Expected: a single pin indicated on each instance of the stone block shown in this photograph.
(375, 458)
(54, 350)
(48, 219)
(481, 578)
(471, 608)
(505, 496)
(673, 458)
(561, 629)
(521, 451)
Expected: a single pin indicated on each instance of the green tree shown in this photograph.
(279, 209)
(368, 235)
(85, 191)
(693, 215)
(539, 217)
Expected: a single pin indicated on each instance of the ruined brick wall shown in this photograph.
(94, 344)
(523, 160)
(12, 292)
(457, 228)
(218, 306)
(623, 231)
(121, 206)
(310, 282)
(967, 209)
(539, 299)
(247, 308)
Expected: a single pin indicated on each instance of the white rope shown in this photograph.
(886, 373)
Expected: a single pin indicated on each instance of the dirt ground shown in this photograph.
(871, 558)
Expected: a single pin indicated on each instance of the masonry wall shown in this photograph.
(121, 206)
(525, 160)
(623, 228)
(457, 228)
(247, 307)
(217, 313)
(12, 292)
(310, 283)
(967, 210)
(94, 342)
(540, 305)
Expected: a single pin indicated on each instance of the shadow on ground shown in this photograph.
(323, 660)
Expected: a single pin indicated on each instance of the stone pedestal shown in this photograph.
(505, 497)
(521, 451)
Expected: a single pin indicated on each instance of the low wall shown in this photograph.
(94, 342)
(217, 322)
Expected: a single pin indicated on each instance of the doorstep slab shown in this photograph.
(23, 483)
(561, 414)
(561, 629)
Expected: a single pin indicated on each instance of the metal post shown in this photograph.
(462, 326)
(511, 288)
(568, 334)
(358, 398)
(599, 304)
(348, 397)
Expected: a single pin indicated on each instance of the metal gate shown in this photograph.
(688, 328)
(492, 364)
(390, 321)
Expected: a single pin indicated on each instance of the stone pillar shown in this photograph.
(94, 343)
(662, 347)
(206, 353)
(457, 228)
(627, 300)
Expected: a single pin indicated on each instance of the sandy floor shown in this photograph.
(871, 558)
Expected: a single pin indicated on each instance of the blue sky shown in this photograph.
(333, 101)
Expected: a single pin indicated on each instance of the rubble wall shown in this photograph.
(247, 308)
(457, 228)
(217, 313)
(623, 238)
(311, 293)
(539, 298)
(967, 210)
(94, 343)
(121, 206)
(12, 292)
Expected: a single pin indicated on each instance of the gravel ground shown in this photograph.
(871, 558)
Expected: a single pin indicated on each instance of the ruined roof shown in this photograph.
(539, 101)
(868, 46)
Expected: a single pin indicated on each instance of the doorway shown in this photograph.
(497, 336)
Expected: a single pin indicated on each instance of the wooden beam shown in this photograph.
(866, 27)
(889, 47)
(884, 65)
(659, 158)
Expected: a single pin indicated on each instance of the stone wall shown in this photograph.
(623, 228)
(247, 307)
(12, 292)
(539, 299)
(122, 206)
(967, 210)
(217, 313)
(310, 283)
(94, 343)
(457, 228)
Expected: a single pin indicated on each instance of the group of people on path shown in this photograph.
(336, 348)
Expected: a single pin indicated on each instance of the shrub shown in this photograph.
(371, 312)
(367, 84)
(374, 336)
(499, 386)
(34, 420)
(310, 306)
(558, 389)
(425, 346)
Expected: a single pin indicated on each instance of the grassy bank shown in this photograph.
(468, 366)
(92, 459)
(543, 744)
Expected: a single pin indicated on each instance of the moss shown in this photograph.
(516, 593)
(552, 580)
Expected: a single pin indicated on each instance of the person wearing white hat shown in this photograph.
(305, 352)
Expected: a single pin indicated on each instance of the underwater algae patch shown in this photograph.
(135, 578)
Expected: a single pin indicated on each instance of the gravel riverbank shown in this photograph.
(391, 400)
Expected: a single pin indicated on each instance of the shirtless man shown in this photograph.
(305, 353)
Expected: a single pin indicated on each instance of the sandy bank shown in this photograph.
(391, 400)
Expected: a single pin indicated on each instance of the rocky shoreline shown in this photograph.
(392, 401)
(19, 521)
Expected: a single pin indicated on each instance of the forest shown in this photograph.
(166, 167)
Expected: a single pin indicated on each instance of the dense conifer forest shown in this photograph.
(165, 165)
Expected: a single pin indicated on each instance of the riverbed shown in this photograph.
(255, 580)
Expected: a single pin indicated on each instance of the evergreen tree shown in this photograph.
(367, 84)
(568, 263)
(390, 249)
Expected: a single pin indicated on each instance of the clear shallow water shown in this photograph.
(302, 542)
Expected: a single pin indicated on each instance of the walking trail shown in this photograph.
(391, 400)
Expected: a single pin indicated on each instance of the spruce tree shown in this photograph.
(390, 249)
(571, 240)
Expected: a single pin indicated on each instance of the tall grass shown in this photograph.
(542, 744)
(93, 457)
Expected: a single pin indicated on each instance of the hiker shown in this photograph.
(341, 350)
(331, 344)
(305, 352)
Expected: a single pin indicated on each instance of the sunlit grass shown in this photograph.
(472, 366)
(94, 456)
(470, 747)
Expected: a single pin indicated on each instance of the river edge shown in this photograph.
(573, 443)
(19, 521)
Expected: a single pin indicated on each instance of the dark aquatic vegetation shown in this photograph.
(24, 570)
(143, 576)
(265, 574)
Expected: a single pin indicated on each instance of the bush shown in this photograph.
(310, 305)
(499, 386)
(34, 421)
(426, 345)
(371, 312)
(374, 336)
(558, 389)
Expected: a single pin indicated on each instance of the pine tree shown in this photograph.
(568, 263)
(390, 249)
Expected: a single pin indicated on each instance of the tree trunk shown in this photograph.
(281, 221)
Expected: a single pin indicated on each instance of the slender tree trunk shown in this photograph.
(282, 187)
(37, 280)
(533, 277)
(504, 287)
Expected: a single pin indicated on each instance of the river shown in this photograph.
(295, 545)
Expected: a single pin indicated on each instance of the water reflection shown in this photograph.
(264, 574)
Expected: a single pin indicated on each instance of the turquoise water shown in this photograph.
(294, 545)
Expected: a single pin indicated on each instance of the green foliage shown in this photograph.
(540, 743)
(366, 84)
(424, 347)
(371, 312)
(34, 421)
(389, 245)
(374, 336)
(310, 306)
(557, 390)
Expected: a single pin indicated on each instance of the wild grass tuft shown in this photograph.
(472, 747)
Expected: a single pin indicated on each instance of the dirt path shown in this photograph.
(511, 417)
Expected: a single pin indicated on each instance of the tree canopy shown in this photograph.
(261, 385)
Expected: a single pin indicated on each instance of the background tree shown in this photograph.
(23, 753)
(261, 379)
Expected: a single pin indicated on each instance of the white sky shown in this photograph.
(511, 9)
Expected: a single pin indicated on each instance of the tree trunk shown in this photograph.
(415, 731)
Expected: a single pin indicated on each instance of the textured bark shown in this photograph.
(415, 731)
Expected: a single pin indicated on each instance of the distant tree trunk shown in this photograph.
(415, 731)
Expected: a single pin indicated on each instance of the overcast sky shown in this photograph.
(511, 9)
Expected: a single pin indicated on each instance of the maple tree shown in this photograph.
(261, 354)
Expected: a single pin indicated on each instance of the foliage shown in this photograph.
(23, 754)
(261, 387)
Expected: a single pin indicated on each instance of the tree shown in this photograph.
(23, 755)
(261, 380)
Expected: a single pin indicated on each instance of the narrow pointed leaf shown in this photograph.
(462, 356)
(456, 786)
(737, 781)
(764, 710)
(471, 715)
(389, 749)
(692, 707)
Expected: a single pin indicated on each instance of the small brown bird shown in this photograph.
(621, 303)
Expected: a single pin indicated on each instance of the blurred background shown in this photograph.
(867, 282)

# # #

**Activity:** Copy every line of the records above exactly.

**Written solution:**
Expected: a single pin indicated on each instance of the stone block shown in this photograph.
(375, 458)
(54, 350)
(48, 219)
(481, 578)
(471, 608)
(505, 496)
(673, 458)
(561, 629)
(521, 451)
Expected: a single pin indicated on each instance of the green tree shown in this photograph.
(279, 209)
(368, 235)
(85, 191)
(693, 215)
(539, 217)
Expected: a single pin indicated on each instance of the ruined brick wall shown in this photograph.
(94, 344)
(523, 160)
(12, 292)
(457, 228)
(218, 306)
(623, 231)
(121, 206)
(310, 282)
(967, 209)
(539, 299)
(247, 308)
Expected: a single pin indicated on each instance of the white rope shown in this photograph.
(886, 373)
Expected: a single pin indicated on each instance of the dirt ground shown in this photograph.
(871, 558)
Expected: a single pin indicated on each instance of the masonry wall shown in this photograph.
(121, 206)
(525, 160)
(623, 228)
(457, 228)
(247, 307)
(217, 313)
(12, 292)
(310, 283)
(967, 210)
(94, 342)
(540, 305)
Expected: a single pin indicated on each instance of the shadow on ground shown in this photograph.
(323, 660)
Expected: a single pin indicated on each instance of the stone pedestal shown in this photograph.
(505, 497)
(521, 451)
Expected: a single pin indicated on each instance of the low wall shown in this photograph.
(94, 342)
(217, 322)
Expected: a single pin indicated on each instance of the doorstep slab shown in this photograph.
(23, 483)
(561, 414)
(561, 629)
Expected: a single pin indicated on each instance of the metal post shown in this photograph.
(462, 326)
(511, 288)
(568, 334)
(358, 398)
(599, 304)
(348, 397)
Expected: a single pin indicated on each instance of the metal gate shown in this photograph.
(688, 328)
(492, 364)
(390, 321)
Expected: a single pin indicated on each instance of the stone pillar shown in this photograph.
(94, 343)
(662, 347)
(206, 353)
(457, 228)
(627, 300)
Expected: a single pin indicated on each instance of the sandy floor shown in this photograph.
(871, 558)
Expected: a single pin indicated on each instance of the blue sky shown in this photograph.
(333, 101)
Expected: a single pin indicated on each instance of the rubble wall shown in this photograph.
(247, 308)
(457, 228)
(217, 313)
(623, 238)
(311, 293)
(539, 298)
(967, 210)
(94, 343)
(121, 206)
(12, 292)
Expected: a single pin indicated on each instance of the gravel ground shown in this photograph.
(871, 558)
Expected: a single pin indicated on each instance of the ruined roof shown in this photograph.
(539, 101)
(868, 46)
Expected: a single pin indicated on each instance of the doorway shown in this photograph.
(497, 336)
Expected: a single pin indicated on each instance of the wooden beam shown in this photograph.
(866, 27)
(889, 47)
(884, 65)
(659, 158)
Expected: a single pin indicated on each instance of the stone wall shown in this photograph.
(623, 228)
(247, 307)
(12, 292)
(539, 299)
(122, 206)
(967, 210)
(217, 313)
(310, 283)
(94, 343)
(457, 228)
Expected: a single pin indicated on each instance of the group of people on path shown in this photograph.
(336, 348)
Expected: a single pin indicated on each instance of the shrub shown in this photograph.
(371, 312)
(367, 84)
(374, 336)
(499, 386)
(34, 420)
(310, 306)
(558, 389)
(425, 346)
Expected: a single pin indicated on each instance of the grassy bank shown in this photograph.
(468, 366)
(92, 459)
(543, 744)
Expected: a single pin indicated on each instance of the moss shown in this photograph.
(516, 593)
(552, 580)
Expected: a single pin indicated on each instance of the person wearing white hat shown in this photograph.
(305, 352)
Expected: a single pin indicated on each instance of the underwater algae patch shown in this photograph.
(135, 578)
Expected: a single pin indicated on each instance of the gravel riverbank shown in this photograph.
(391, 400)
Expected: a single pin indicated on each instance of the shirtless man shown in this photograph.
(305, 353)
Expected: a single pin indicated on each instance of the sandy bank shown in this photograph.
(391, 400)
Expected: a single pin indicated on each instance of the rocky shoreline shown in this photograph.
(392, 401)
(19, 521)
Expected: a single pin indicated on each instance of the forest shown in this photograph.
(166, 167)
Expected: a single pin indicated on each instance of the dense conifer forest shown in this photograph.
(165, 165)
Expected: a single pin indicated on each instance of the riverbed shown in this photograph.
(255, 580)
Expected: a single pin indicated on each instance of the evergreen tree shown in this photograph.
(367, 84)
(568, 263)
(390, 249)
Expected: a single pin indicated on each instance of the clear shallow water shown in this photograph.
(302, 542)
Expected: a single pin indicated on each instance of the walking trail shown in this photograph.
(391, 400)
Expected: a single pin indicated on each instance of the spruce tree shown in this photograph.
(390, 249)
(571, 240)
Expected: a single pin indicated on each instance of the tall grass shown in this photograph.
(542, 744)
(93, 457)
Expected: a single pin indicated on each instance of the hiker shown in this photograph.
(341, 350)
(331, 344)
(305, 352)
Expected: a single pin indicated on each instance of the sunlit grass shown in this photograph.
(472, 366)
(94, 456)
(470, 747)
Expected: a single pin indicated on each instance of the river edge shown in this photograph.
(573, 443)
(19, 521)
Expected: a single pin indicated on each instance of the dark aquatic vegetation shown in this photograph.
(24, 570)
(143, 576)
(265, 574)
Expected: a single pin indicated on each instance of the bush shown in this photograph.
(310, 305)
(499, 386)
(34, 421)
(426, 345)
(371, 312)
(374, 336)
(558, 389)
Expected: a single pin indicated on each instance of the pine tree shown in this photograph.
(568, 263)
(390, 249)
Expected: a single pin indicated on each instance of the tree trunk shown in this photograph.
(281, 221)
Expected: a single pin indicated on each instance of the slender tree trunk shown in this photograph.
(282, 187)
(37, 280)
(533, 277)
(504, 287)
Expected: a single pin indicated on each instance of the river shown in this photograph.
(295, 545)
Expected: a single pin indicated on each instance of the water reflection shown in this photograph.
(264, 574)
Expected: a single pin indicated on each instance of the turquoise water shown in this photograph.
(294, 545)
Expected: a single pin indicated on each instance of the green foliage shown in this photograph.
(540, 743)
(366, 84)
(424, 347)
(371, 312)
(34, 421)
(389, 245)
(374, 336)
(310, 306)
(557, 390)
Expected: a single pin indicated on each instance of the wild grass tuft shown in this photograph.
(472, 747)
Expected: a single pin indicated on each instance of the dirt path shown in this photograph.
(511, 417)
Expected: a single pin indicated on each instance of the tree canopy shown in this photograph.
(261, 385)
Expected: a single pin indicated on each instance of the background tree shown in this photograph.
(23, 753)
(261, 379)
Expected: a single pin indicated on each instance of the white sky shown in this photograph.
(511, 9)
Expected: a single pin indicated on each instance of the tree trunk shown in this photograph.
(415, 731)
Expected: a single pin indicated on each instance of the textured bark shown in this photograph.
(415, 731)
Expected: a single pin indicated on each instance of the distant tree trunk shown in this photograph.
(415, 731)
Expected: a single pin indicated on each instance of the overcast sky shown in this photograph.
(511, 9)
Expected: a single pin indicated on each instance of the maple tree shown in this photograph.
(261, 354)
Expected: a single pin indicated on each instance of the foliage shown in this photograph.
(23, 754)
(261, 387)
Expected: a single pin indicated on each instance of the tree shown in this photograph.
(23, 755)
(261, 380)
Expected: a single pin indicated on each instance of the narrow pointed leaf shown in this photograph.
(462, 356)
(456, 786)
(737, 781)
(764, 710)
(471, 715)
(389, 749)
(692, 707)
Expected: a single pin indicated on each instance of the small brown bird shown in this photograph.
(621, 303)
Expected: a single pin indicated on each instance of the blurred background shown in this photograph.
(867, 282)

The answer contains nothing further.